══ Information provided ══
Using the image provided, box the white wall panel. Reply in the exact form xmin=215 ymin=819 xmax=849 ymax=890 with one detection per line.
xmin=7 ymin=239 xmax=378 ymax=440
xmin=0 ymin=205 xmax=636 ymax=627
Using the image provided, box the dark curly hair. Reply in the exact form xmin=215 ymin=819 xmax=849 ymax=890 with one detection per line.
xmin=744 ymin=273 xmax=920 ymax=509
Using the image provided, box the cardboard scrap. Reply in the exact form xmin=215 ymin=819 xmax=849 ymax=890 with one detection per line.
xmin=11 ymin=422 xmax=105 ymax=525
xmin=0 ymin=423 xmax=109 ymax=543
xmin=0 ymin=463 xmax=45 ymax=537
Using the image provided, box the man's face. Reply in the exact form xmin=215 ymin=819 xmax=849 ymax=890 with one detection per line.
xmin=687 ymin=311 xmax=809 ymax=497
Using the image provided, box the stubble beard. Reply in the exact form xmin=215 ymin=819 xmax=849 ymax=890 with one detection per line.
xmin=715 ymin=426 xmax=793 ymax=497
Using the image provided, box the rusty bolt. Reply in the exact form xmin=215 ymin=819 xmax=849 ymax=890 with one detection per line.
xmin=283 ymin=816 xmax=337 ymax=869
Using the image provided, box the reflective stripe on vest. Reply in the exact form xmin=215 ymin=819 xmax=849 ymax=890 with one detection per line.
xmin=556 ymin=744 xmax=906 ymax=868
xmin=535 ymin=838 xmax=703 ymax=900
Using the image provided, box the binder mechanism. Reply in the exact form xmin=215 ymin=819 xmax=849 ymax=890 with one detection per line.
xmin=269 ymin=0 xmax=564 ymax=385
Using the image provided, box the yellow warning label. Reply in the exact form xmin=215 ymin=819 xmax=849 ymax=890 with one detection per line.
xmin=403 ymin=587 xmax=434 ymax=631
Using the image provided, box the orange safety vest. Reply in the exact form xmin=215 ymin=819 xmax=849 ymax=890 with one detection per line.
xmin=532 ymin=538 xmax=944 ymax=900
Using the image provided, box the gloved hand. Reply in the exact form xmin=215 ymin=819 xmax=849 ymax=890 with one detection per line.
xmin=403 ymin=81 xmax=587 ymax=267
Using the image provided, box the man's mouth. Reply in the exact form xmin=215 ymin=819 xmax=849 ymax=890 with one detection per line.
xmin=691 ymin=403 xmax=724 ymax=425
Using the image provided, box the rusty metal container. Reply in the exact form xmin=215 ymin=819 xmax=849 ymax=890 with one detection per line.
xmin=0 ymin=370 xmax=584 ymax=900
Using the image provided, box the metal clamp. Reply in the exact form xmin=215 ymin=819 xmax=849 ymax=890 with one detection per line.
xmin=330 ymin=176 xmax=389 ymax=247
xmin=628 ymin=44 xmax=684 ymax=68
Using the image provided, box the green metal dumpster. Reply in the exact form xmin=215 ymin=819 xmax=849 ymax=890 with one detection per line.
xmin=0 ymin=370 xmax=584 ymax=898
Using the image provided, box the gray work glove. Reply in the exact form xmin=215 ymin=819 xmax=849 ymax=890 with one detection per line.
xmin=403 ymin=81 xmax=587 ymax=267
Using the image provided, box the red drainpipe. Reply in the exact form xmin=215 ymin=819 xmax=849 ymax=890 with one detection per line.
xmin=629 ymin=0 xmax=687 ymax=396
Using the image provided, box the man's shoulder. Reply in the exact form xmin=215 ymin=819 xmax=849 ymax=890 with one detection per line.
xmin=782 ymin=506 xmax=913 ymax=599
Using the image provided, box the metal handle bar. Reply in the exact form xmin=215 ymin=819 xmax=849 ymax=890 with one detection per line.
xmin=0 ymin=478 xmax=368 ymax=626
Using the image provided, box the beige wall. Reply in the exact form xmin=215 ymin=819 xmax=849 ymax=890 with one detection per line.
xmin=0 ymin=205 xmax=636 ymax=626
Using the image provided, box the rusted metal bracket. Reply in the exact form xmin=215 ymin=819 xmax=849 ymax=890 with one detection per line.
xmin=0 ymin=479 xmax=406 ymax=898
═══
**Instruction**
Recast every line of the data listing above as a numbered list, dropping any blank lines.

**The completed task**
1. Using the image provided, box the white wall panel. Reply in the exact form xmin=215 ymin=819 xmax=849 ymax=890 with one detection per line.
2. xmin=7 ymin=239 xmax=378 ymax=440
3. xmin=0 ymin=205 xmax=636 ymax=627
4. Using the image provided, box the dark curly hair. Reply in the exact form xmin=215 ymin=819 xmax=849 ymax=890 with one detection per line.
5. xmin=744 ymin=273 xmax=920 ymax=509
6. Using the image provided, box the cardboard scrap. Reply in the exact form xmin=215 ymin=819 xmax=849 ymax=890 with one detection per line.
7. xmin=11 ymin=422 xmax=105 ymax=525
8. xmin=0 ymin=423 xmax=109 ymax=543
9. xmin=0 ymin=463 xmax=45 ymax=537
10. Using the image provided, box the man's face. Reply in the exact form xmin=215 ymin=819 xmax=849 ymax=890 with one detection per line.
11. xmin=687 ymin=311 xmax=809 ymax=497
12. Using the image provided, box the stubble beard. Reply in the exact form xmin=215 ymin=819 xmax=849 ymax=890 with one detection per line.
13. xmin=715 ymin=426 xmax=793 ymax=497
14. Using the image provided, box the rusty bolt. Reply in the exact form xmin=215 ymin=819 xmax=849 ymax=890 with one detection per line.
15. xmin=283 ymin=816 xmax=337 ymax=869
16. Using the image provided, box the reflective stripe on vest. Reply in the exact form xmin=215 ymin=819 xmax=849 ymax=890 with one detection per line.
17. xmin=556 ymin=744 xmax=906 ymax=868
18. xmin=535 ymin=838 xmax=703 ymax=900
19. Using the image provided, box the binder mechanism. Reply in the exact form xmin=215 ymin=819 xmax=849 ymax=890 with one detection per line.
20. xmin=269 ymin=0 xmax=564 ymax=385
21. Using the image provided, box the yellow warning label. Reply in the exact form xmin=215 ymin=819 xmax=849 ymax=890 with one detection per line.
22. xmin=403 ymin=587 xmax=434 ymax=631
23. Using the image provided, box the orange safety vest. Reply in the exact form xmin=215 ymin=819 xmax=849 ymax=890 with one detection per line.
24. xmin=532 ymin=538 xmax=944 ymax=900
25. Using the image provided, box the gloved hand. Reply in the exact form xmin=215 ymin=819 xmax=849 ymax=890 with one detection per line.
26. xmin=403 ymin=81 xmax=587 ymax=267
27. Using the image provided, box the man's mouth. Reply in the exact form xmin=215 ymin=819 xmax=849 ymax=890 with one detection per line.
28. xmin=691 ymin=403 xmax=724 ymax=425
29. Using the image provided, box the rusty metal container. Reply in the exact form xmin=215 ymin=819 xmax=849 ymax=890 with one detection per line.
30. xmin=0 ymin=370 xmax=584 ymax=900
31. Using the image provided, box the metal clamp. Reply in the exact form xmin=215 ymin=819 xmax=849 ymax=890 with one detection per line.
32. xmin=330 ymin=176 xmax=389 ymax=247
33. xmin=628 ymin=44 xmax=684 ymax=68
34. Using the image provided, box the green metal dumpster. Reply in the exact form xmin=215 ymin=819 xmax=849 ymax=890 with one detection per line.
35. xmin=0 ymin=370 xmax=584 ymax=898
36. Using the image provided, box the gray work glove. Reply in the exact form xmin=215 ymin=819 xmax=849 ymax=890 with one detection per line.
37. xmin=403 ymin=81 xmax=587 ymax=267
38. Using the image provided, box the red drainpipe. Reply in the exact form xmin=215 ymin=819 xmax=849 ymax=890 with one detection per line.
39. xmin=629 ymin=0 xmax=687 ymax=396
40. Using the image provided, box the man's shoulder. Reply in the exact form xmin=215 ymin=819 xmax=849 ymax=890 with one detection per line.
41. xmin=782 ymin=506 xmax=913 ymax=599
42. Using the image provided, box the metal handle bar. Reply in the exact form xmin=215 ymin=819 xmax=849 ymax=890 with one detection per line.
43. xmin=0 ymin=478 xmax=368 ymax=626
44. Using the image provided, box the beige wall. Reply in the exact form xmin=215 ymin=819 xmax=849 ymax=890 with one detection per line.
45. xmin=0 ymin=205 xmax=636 ymax=626
46. Using the image provided, box the rusted metal bracket. Reply in the exact form xmin=215 ymin=819 xmax=849 ymax=890 with one detection per line.
47. xmin=0 ymin=479 xmax=406 ymax=898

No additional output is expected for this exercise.